**TEXTE À LIRE**
--- --- ---
• Une évolution et une alchimie maîtrisées des personnages
• De la hard science-fiction bien ficelée
• Un style d’écriture parfois maladroit
• Des éléments d’intrigue quelque peu convenus
• La fin, un peu précipitée
Des dizaines de millions d’années dans le futur, le système solaire a connu de nombreuses occupations, humaines et extra-terrestres, qui ont toutes laissé derrière elles les marques de leur passage. Nombreux sont les équipages qui s’aventurent dans l’espace à la recherche des trésors de technologie et des richesses confinées dans les entrailles de petits mondes protégés par des champs d’énergie : les écrins. Adrana et Fura Ness, deux sœurs intrépides mais inexpérimentées se lancent dans cette aventure avec l’espoir de combler les dettes de leur père.
Fort du succès de son Cycle des Inhibiteurs, l'auteur britannique Alastair Reynolds signe une nouvelle œuvre de hard science-fiction, Vengeresse, qui mêle aventure, technologie, univers intrigant et cohérent et personnages hauts en couleur.
--- --- ---
(Éléments conservés d'une collection)
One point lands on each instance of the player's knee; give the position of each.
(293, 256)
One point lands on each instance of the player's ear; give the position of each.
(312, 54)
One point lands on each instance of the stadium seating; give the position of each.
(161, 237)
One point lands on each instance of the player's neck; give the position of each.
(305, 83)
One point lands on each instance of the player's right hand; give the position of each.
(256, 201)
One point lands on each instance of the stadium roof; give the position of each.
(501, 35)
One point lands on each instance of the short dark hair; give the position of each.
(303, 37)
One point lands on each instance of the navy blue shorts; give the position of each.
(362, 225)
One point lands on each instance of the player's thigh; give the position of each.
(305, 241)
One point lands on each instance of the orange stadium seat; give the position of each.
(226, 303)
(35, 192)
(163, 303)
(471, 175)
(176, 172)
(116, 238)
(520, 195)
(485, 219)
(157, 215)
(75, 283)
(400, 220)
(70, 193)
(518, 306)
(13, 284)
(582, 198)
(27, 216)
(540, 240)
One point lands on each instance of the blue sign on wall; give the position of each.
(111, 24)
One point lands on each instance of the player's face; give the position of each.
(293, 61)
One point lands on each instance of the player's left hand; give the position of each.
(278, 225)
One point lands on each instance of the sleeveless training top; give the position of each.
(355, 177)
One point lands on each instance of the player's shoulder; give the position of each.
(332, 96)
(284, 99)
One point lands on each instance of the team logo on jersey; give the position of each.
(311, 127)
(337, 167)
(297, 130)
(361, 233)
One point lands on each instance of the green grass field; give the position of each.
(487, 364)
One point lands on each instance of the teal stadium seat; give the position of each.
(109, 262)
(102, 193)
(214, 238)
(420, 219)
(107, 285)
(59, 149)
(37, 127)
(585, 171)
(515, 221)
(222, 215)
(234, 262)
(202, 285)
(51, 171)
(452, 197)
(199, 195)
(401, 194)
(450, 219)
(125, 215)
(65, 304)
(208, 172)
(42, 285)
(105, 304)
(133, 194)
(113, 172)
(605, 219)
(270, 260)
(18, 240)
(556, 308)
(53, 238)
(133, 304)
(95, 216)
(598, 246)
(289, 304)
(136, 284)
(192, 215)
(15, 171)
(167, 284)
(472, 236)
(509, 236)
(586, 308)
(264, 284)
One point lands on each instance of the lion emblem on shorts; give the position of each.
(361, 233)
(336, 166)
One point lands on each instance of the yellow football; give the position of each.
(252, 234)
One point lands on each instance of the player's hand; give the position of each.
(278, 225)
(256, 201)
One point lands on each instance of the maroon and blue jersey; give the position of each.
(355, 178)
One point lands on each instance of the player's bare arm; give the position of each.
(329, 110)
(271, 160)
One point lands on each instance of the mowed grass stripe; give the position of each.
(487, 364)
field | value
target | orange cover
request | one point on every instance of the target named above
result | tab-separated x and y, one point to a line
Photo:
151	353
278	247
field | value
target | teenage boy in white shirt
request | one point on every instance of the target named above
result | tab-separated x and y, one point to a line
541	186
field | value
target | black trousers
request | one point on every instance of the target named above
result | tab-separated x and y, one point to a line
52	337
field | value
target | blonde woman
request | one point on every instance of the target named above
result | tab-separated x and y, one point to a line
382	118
--- --- ---
**TÂCHES**
[1] Dans le texte sur Vengeresse, dans quel espoir Adrana et Fura Ness se lancent-elles dans l'aventure ?
[2] Redimensionnez les entrées allant de la ligne qui contient « One point lands on each instance of the mowed » jusqu'à la fin des entrées, ces deux bornes comprises. Recopiez ces lignes et seulement celles-ci, consignes incluses, en multipliant chaque coordonnée de point des réponses par 1,65 et en arrondissant à l'entier le plus proche, les demis vers le haut.

**RÉPONSES AUX EXERCICES**
[1] Elles espèrent combler les dettes de leur père.

[2]
One point lands on each instance of the mowed grass stripe; give the position of each.
(804, 601)
field | value
target | orange cover
request | one point on every instance of the target named above
result | tab-separated x and y, one point to a line
Photo:
249	582
459	408
field | value
target | teenage boy in white shirt
request | one point on every instance of the target named above
result | tab-separated x and y, one point to a line
893	307
field | value
target | black trousers
request | one point on every instance of the target named above
result | tab-separated x and y, one point to a line
86	556
field | value
target | blonde woman
request | one point on every instance of the target named above
result | tab-separated x and y, one point to a line
630	195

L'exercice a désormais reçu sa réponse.